::: Document

La Séparation et les Églises
NOTRE ENQUÊTE
Parmi
les documents que nous avons publiés au cours de cette enquête,
comme des contributions utiles et quelquefois essentielles aux déclarations
que notre collaborateur Éric Besnard a recueillies auprès
des évêques, nous devons faire figurer la note importante
que M. Turinaz, évêque de Nancy, vient de publier.
Nous la reproduisons in extenso :
Exposé du
projet de séparation de l'Église et de l'État
et de ses conséquences,
adressé
à ses diocésains par Mgr Turinaz,
évêque
de Nancy et de Toul.
Le gouvernement a déposé sur le bureau du président
de la Chambre des députés un projet de loi portant dénonciation
du Concordat, suppression du budget des cultes et séparation des
Églises et de l'État. La majorité de la Chambre a
déjà accueilli le principe de ce projet.
Je voudrais démontrer aux catholiques et aux libéraux sincères
qu'ils doivent, usant de leur droit inscrit dans la Constitution de leur
pays, faire parvenir au Parlement, sous forme de pétition, leurs
protestations énergiques.
En établissant cette démonstration, j'use d'un droit incontestable
de tout citoyen français, sans m'engager dans les luttes politiques,
et j'accompli ma mission d'évêque.
S'il est, une question évidemment et essentiellement religieuse,
c'est bien la question d'un projet de séparation de l'Église
et de l'État, conduisant à l'asservissement, puis, par des
pentes fatales, à la destruction de la religion en France.

::::::
::: Données fournies

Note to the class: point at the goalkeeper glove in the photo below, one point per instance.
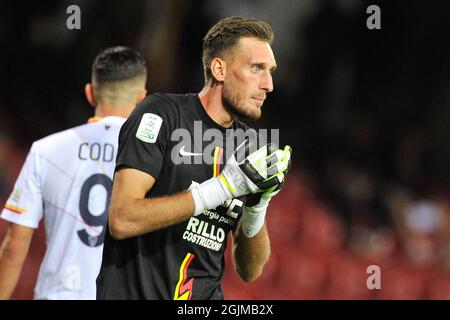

::::::

Dans le document sur la séparation de l'Église et de l'État, pourquoi Mgr Turinaz juge-t-il qu'en appelant à pétitionner il remplit sa mission d'évêque sans entrer dans les luttes politiques ? Répondez en une à trois phrases. Les données ne jouent ici aucun rôle.

Réponse attendue:
Pour lui, le projet de séparation de l'Église et de l'État est une question évidemment et essentiellement religieuse. Il conduirait à l'asservissement, puis à la destruction de la religion en France.